═════ THE INPUT

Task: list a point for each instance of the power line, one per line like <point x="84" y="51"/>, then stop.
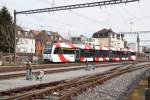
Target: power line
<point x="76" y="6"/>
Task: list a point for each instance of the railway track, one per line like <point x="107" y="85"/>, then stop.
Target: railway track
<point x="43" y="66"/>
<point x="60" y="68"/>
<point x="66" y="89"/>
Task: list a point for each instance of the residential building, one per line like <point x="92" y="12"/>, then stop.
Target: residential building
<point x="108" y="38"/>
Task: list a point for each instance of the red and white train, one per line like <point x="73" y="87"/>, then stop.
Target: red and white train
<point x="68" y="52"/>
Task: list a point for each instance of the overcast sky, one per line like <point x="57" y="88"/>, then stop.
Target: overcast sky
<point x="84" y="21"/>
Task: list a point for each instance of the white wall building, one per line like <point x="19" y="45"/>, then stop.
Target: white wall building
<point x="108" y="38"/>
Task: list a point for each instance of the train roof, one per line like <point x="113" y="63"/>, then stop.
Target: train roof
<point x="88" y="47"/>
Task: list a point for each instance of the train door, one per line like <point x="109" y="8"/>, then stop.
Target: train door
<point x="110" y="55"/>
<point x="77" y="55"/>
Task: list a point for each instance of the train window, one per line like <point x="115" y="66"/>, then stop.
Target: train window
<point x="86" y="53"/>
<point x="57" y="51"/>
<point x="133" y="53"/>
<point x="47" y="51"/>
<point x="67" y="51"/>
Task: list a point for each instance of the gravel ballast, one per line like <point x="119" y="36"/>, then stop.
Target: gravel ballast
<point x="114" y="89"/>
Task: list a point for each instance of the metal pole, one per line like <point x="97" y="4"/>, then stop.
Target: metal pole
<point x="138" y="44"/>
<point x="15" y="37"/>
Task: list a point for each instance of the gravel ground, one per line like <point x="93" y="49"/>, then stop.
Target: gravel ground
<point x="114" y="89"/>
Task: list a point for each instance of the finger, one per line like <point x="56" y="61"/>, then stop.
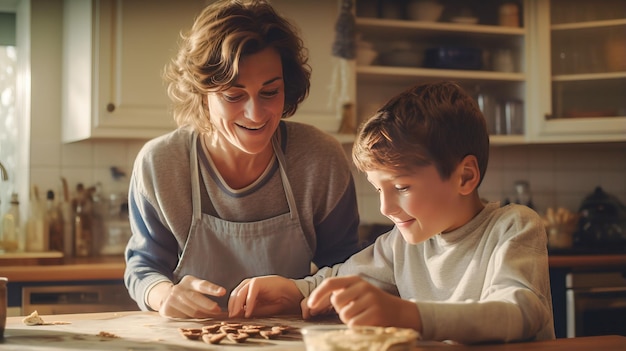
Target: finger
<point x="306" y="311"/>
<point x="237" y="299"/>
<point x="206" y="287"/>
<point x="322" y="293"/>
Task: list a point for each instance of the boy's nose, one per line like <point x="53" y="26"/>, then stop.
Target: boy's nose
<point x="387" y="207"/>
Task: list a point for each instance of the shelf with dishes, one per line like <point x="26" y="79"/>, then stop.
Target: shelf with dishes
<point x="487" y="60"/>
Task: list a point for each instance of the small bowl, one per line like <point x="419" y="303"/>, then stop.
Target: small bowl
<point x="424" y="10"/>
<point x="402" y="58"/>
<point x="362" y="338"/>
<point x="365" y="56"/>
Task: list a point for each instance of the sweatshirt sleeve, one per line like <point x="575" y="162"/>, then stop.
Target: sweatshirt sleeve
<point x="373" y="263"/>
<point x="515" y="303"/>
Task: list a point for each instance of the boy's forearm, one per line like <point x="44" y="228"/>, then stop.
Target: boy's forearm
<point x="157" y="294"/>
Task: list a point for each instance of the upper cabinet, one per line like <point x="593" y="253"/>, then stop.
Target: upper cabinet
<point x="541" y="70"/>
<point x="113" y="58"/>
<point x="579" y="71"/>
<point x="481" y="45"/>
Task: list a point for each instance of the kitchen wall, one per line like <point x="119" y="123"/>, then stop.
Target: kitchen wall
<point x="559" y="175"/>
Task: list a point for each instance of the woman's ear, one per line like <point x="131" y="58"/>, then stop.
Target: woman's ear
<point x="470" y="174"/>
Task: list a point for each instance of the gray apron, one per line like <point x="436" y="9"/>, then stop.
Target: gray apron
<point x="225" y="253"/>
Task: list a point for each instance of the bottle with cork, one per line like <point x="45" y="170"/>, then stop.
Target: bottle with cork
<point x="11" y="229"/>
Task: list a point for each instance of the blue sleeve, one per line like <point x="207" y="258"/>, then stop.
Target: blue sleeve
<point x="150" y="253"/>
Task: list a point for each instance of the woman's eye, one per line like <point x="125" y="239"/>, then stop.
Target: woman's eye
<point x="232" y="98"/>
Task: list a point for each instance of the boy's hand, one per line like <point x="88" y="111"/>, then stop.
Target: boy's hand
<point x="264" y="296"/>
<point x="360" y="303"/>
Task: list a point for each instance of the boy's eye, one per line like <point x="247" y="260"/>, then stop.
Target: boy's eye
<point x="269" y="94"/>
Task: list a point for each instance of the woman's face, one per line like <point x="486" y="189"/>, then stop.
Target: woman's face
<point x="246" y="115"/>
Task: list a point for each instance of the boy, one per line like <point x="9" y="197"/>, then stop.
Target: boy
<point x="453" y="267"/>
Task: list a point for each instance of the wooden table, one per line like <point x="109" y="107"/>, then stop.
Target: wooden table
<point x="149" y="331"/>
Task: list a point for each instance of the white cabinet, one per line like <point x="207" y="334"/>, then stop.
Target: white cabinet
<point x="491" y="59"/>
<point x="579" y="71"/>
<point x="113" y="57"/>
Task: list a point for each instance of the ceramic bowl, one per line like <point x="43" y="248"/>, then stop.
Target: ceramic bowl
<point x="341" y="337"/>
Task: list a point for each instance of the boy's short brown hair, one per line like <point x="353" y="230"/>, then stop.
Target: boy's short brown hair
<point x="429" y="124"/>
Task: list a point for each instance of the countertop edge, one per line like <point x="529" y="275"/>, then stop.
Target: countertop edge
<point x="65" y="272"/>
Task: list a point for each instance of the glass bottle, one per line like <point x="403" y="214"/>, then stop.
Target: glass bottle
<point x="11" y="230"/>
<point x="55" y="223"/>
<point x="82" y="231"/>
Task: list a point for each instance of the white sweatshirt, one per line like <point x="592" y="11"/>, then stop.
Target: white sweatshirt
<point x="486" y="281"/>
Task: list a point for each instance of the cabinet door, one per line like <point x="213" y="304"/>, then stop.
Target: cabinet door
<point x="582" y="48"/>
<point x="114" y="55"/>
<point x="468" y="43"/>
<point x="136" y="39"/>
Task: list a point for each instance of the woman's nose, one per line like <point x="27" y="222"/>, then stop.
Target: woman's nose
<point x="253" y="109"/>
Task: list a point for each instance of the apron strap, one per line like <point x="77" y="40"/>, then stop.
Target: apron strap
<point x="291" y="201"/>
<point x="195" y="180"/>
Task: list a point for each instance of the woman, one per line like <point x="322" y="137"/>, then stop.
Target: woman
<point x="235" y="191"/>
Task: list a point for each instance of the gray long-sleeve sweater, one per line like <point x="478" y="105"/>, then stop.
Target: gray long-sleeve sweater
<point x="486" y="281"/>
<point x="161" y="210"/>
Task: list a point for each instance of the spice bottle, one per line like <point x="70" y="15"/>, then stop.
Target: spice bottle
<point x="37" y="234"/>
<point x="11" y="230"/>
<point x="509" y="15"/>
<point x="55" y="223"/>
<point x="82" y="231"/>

══════════

EXERCISE DESCRIPTION = Return to the listing above and set it down exactly, leaving out its pictures.

SOLUTION FOR THIS PROBLEM =
Task: list a point for each instance of the power line, one per line like <point x="84" y="51"/>, then stop.
Target: power line
<point x="76" y="6"/>
Task: list a point for each instance of the railway track, one per line like <point x="107" y="85"/>, then stop.
Target: railway track
<point x="43" y="66"/>
<point x="60" y="68"/>
<point x="66" y="89"/>
Task: list a point for each instance of the residential building, one per line like <point x="92" y="12"/>, then stop.
Target: residential building
<point x="108" y="38"/>
Task: list a point for each instance of the red and white train, one per line like <point x="73" y="87"/>, then stop.
Target: red and white train
<point x="68" y="52"/>
Task: list a point for each instance of the overcast sky, one per line like <point x="57" y="88"/>, then stop.
Target: overcast sky
<point x="84" y="21"/>
Task: list a point for each instance of the white wall building, one per line like <point x="19" y="45"/>, then stop.
Target: white wall building
<point x="108" y="38"/>
Task: list a point for each instance of the train roof, one per line like <point x="113" y="63"/>, then stop.
Target: train roof
<point x="88" y="47"/>
Task: list a point for each instance of the train door, one per line like <point x="109" y="8"/>, then stop.
Target: train door
<point x="110" y="55"/>
<point x="77" y="55"/>
Task: list a point for each instance of the train window, one per line like <point x="115" y="66"/>, then stop.
Target: train window
<point x="86" y="53"/>
<point x="57" y="51"/>
<point x="133" y="53"/>
<point x="47" y="51"/>
<point x="67" y="51"/>
Task: list a point for each instance of the gravel ballast, one per line like <point x="119" y="36"/>, then stop.
Target: gravel ballast
<point x="114" y="89"/>
Task: list a point for each instance of the metal pole, one per line like <point x="97" y="4"/>, then stop.
Target: metal pole
<point x="138" y="44"/>
<point x="15" y="37"/>
Task: list a point for each instance of the gravel ground, one per line like <point x="93" y="49"/>, then stop.
Target: gravel ground
<point x="114" y="89"/>
Task: list a point for each instance of the finger, one per line like <point x="56" y="61"/>, then stop.
Target: finger
<point x="306" y="311"/>
<point x="237" y="299"/>
<point x="206" y="287"/>
<point x="322" y="293"/>
Task: list a point for each instance of the boy's nose, one per line like <point x="53" y="26"/>, then stop.
Target: boy's nose
<point x="387" y="207"/>
Task: list a point for each instance of the shelf with dishes, one per line like <point x="26" y="79"/>, then stop.
Target: shelf with dishes
<point x="487" y="60"/>
Task: list a point for each instance of the small bowl, one per line like <point x="419" y="303"/>, then stop.
Target: small bowl
<point x="424" y="10"/>
<point x="402" y="58"/>
<point x="362" y="338"/>
<point x="365" y="56"/>
Task: list a point for each instance of the sweatshirt sleeve, one per line like <point x="575" y="162"/>, then stop.
Target: sweatshirt sleeve
<point x="373" y="263"/>
<point x="515" y="303"/>
Task: list a point for each instance of the boy's forearm, one per line like <point x="44" y="228"/>, then stop.
Target: boy's forearm
<point x="157" y="294"/>
Task: list a point for each instance of the upper cabinet, one per line like <point x="593" y="253"/>, then stop.
Target: upper cabinet
<point x="541" y="70"/>
<point x="113" y="58"/>
<point x="579" y="71"/>
<point x="481" y="45"/>
Task: list a point for each instance of the kitchen wall, one per line like <point x="119" y="123"/>, then stop.
Target: kitchen wall
<point x="559" y="175"/>
Task: list a point for each instance of the woman's ear, one per line like <point x="131" y="58"/>, then stop.
Target: woman's ear
<point x="470" y="174"/>
Task: list a point for each instance of the gray apron, one per line like <point x="436" y="9"/>, then stop.
Target: gray apron
<point x="225" y="253"/>
Task: list a point for each instance of the bottle with cork, one per line like <point x="45" y="170"/>, then stop.
Target: bottle with cork
<point x="11" y="229"/>
Task: list a point for each instance of the blue sleeve, one per line like <point x="207" y="258"/>, then stop.
Target: blue sleeve
<point x="150" y="253"/>
Task: list a point for each instance of the woman's eye, one per line like <point x="125" y="239"/>, then stop.
Target: woman's eye
<point x="232" y="98"/>
Task: list a point for each instance of the boy's hand, one per line like <point x="88" y="111"/>, then stop.
Target: boy's hand
<point x="264" y="296"/>
<point x="360" y="303"/>
Task: list a point for each instance of the boy's eye, one per line like <point x="247" y="260"/>, then stop.
Target: boy's eye
<point x="269" y="94"/>
Task: list a point for each instance of the woman's face, one per line like <point x="486" y="189"/>, then stop.
Target: woman's face
<point x="246" y="115"/>
Task: list a point for each instance of the boy, one per line like <point x="9" y="197"/>, then stop.
Target: boy
<point x="453" y="267"/>
Task: list a point for each instance of the wooden table, one per line like <point x="109" y="107"/>, then stop.
Target: wooden table
<point x="149" y="331"/>
Task: list a point for each instance of the white cabinet, one per line like <point x="207" y="334"/>, then stop.
Target: white cabinet
<point x="491" y="59"/>
<point x="579" y="71"/>
<point x="113" y="57"/>
Task: list a point for each instance of the ceramic bowl, one per line like <point x="43" y="248"/>, then stop.
Target: ceramic bowl
<point x="341" y="337"/>
Task: list a point for each instance of the boy's short brown hair, one per line like <point x="353" y="230"/>, then stop.
Target: boy's short brown hair
<point x="429" y="124"/>
Task: list a point for each instance of the countertop edge, one per line like <point x="529" y="275"/>, then stop.
Target: countertop edge
<point x="65" y="272"/>
Task: list a point for each instance of the glass bottle, one per line like <point x="403" y="214"/>, then stop.
Target: glass bottle
<point x="11" y="230"/>
<point x="55" y="223"/>
<point x="82" y="231"/>
Task: list a point for each instance of the white sweatshirt, one per line like <point x="592" y="11"/>, then stop.
Target: white sweatshirt
<point x="486" y="281"/>
Task: list a point for each instance of the cabinet door, one per line like <point x="213" y="304"/>, then stop.
Target: cabinet door
<point x="582" y="48"/>
<point x="114" y="55"/>
<point x="468" y="43"/>
<point x="136" y="39"/>
Task: list a point for each instance of the woman's nose, one per line like <point x="27" y="222"/>, then stop.
Target: woman's nose
<point x="253" y="109"/>
Task: list a point for each instance of the apron strap, one per line like <point x="77" y="40"/>, then stop.
Target: apron strap
<point x="291" y="201"/>
<point x="195" y="180"/>
Task: list a point for each instance of the woman, one per line like <point x="322" y="137"/>, then stop.
Target: woman
<point x="235" y="191"/>
Task: list a point for each instance of the gray long-sleeve sweater, one per line like <point x="478" y="105"/>, then stop.
Target: gray long-sleeve sweater
<point x="486" y="281"/>
<point x="161" y="210"/>
Task: list a point for each instance of the spice bottle, one per line like <point x="70" y="15"/>, then stop.
Target: spice bottle
<point x="37" y="234"/>
<point x="11" y="230"/>
<point x="509" y="15"/>
<point x="55" y="223"/>
<point x="82" y="231"/>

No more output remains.